Starved of funds

Published October 14, 2018
The writer is the author of Before She Sleeps.
The writer is the author of Before She Sleeps.

THIS year the Nobel Peace Prize has two winners: one is Nadia Murad, who used her platform as a former ISIS sex slave from the embattled Yazidi community in Iraq to advocate for other female victims of sexual violence. Her co-winner, Dr Denis Mukwege, is a surgeon who won the Nobel for his work with the Panzi Foundation, which helps Congolese women and girls who have been physically and emotionally brutalised by sexual violence in the ongoing war in the DRC. The world has finally woken up to the enormity of the crime of sexual violence against women, in recognising the work of these brave individuals who represent the world’s most vulnerable people.

In Pakistan, too, Salman Sufi, the former director of the Strategic Reforms Unit under Punjab’s previous government, has won the Mother Teresa Award 2018. Sufi has been honoured for his valuable work in spearheading several visible, powerful women’s empowerment campaigns. The Women on Wheels campaign trained women to ride motorcycles and distributed motorcycles to 700 women. Sufi also helped draft legislation on the protection of women, chapters on gender sensitisation in school textbooks, and created the Punjab Protection of Women Against Violence Act.

* **To do**
Extend the column "Starved of funds," about honors for people who work to protect women, beyond its last sentence. The material after this point stands apart from the column on awards for work against violence toward women.

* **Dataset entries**

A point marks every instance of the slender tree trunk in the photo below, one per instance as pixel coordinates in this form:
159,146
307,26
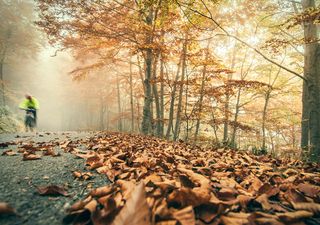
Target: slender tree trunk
186,108
146,119
2,82
226,105
156,98
172,100
161,97
264,118
131,99
119,106
204,72
311,101
183,72
234,132
102,113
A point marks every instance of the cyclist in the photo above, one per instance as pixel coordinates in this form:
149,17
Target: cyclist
30,104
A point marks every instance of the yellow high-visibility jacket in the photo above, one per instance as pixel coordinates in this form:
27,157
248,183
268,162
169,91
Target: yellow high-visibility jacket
29,104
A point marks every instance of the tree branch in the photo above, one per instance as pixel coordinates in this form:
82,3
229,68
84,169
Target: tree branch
240,40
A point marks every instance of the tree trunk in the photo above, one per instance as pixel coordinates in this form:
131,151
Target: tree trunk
172,100
183,72
311,101
161,97
119,106
264,118
204,72
156,98
2,82
146,119
131,99
234,132
226,105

* **Task output**
That act mandated the establishment of Violence Against Women Centres; in 2015, a flagship one was set up in Multan — which I have written about previously in these pages (‘Centers of Dignity’ on Nov 8, 2015) — a one-stop shop for women facing domestic violence, assault, honour killing, rape and other forms of gender-based violence. But five months after the dissolution of the previous government, the VAWC is now languishing: when the previous government was dissolved in June 2018, all funding to the VAWC as well as the other programmes under the CM-SRU were halted by the caretaker government and Sufi was removed from his post as head of the SRU.

Save the Violence Against Women Centre.

At its inception, the VAWC team faced much opposition from the religious right wing, with threats of violence made against them when the protection act was passed. Only one dedicated female judge (and one male judge) was allocated in the entire province to hear the numerous cases that came through the model centre: 100 cases of gender-based violence every month. The numbers prove that the project not only had merit, but there was huge scope to upscale and expand operations across the province, if not the entire nation.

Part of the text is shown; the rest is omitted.